»»
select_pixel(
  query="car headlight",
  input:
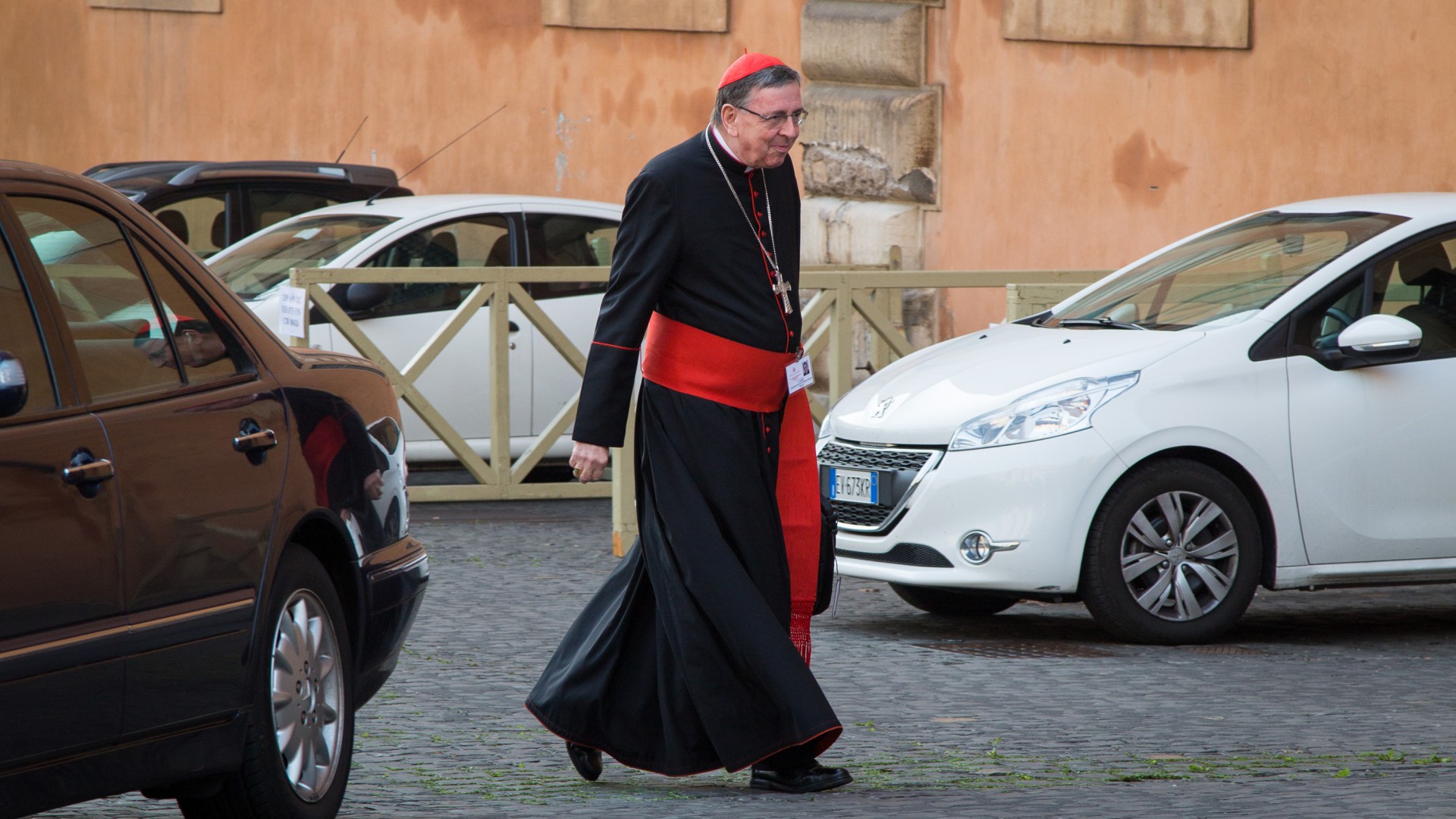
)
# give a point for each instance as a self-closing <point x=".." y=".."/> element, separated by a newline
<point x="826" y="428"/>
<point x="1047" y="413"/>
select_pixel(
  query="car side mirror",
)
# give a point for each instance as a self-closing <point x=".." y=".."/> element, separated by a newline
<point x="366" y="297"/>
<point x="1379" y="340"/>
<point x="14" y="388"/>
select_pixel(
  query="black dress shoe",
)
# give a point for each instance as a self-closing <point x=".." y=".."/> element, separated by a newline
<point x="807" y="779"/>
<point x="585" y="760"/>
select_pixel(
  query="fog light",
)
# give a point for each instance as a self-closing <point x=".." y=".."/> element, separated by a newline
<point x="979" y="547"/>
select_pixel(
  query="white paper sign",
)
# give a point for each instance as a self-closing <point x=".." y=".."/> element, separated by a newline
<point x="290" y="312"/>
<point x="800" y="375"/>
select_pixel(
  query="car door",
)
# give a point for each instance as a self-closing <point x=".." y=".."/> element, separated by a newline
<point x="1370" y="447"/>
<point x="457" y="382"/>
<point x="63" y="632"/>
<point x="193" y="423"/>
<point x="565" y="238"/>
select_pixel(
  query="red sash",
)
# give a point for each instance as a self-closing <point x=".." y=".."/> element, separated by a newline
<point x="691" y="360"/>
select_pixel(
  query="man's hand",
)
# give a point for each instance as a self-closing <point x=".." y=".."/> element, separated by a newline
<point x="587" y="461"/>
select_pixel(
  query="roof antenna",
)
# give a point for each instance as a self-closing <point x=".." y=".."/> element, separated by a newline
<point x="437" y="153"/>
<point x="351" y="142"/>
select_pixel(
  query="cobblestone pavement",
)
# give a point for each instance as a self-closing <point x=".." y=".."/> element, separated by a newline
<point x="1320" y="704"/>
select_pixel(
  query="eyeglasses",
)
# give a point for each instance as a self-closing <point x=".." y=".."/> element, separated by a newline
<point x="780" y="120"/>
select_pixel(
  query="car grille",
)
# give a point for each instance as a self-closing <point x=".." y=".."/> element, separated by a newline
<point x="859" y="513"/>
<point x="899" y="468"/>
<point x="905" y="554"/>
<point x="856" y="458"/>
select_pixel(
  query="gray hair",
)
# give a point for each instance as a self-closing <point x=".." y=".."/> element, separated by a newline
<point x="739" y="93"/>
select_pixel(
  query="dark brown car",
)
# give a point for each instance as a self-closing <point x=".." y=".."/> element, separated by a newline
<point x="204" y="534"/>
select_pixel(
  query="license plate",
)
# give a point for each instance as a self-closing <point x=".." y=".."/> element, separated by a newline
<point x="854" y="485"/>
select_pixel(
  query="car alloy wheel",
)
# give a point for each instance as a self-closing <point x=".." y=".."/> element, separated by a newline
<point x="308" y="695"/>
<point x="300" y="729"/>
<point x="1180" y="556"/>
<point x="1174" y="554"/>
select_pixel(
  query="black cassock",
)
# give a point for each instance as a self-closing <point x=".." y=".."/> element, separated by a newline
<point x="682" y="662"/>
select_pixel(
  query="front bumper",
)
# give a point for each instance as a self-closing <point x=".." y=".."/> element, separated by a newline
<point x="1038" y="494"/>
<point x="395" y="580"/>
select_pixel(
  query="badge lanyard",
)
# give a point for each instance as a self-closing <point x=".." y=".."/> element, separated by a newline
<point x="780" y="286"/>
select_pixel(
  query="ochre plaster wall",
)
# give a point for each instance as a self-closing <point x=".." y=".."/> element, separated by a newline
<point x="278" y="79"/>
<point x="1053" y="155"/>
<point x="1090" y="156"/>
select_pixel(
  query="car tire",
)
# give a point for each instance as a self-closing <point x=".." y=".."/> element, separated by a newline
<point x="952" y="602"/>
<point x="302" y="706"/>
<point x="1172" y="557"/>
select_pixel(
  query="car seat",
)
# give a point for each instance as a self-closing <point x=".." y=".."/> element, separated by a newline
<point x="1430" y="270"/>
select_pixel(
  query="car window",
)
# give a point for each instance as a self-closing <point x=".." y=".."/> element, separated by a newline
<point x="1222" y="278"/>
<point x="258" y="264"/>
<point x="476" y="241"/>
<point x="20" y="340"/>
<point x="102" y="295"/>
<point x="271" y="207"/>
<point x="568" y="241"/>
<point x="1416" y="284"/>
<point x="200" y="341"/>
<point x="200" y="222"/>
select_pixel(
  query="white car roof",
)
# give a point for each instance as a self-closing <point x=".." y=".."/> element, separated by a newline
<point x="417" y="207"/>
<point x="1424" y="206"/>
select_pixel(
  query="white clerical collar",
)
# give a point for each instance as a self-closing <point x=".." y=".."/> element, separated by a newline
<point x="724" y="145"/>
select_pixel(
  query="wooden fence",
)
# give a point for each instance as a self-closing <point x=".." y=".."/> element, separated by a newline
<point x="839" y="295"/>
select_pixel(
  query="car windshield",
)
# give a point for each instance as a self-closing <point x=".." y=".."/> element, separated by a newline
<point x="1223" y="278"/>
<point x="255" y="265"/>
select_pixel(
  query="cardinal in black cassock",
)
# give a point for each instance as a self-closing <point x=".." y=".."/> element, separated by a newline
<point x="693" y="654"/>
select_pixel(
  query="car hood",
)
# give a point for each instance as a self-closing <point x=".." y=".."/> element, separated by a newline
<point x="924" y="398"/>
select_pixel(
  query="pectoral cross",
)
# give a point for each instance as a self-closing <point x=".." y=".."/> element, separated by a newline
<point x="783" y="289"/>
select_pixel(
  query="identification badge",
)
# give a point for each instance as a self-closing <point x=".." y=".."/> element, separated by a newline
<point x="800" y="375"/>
««
■ Exercise
Nothing but a number is expected here: the number of lines in the entries that include the word "roof".

■ Answer section
2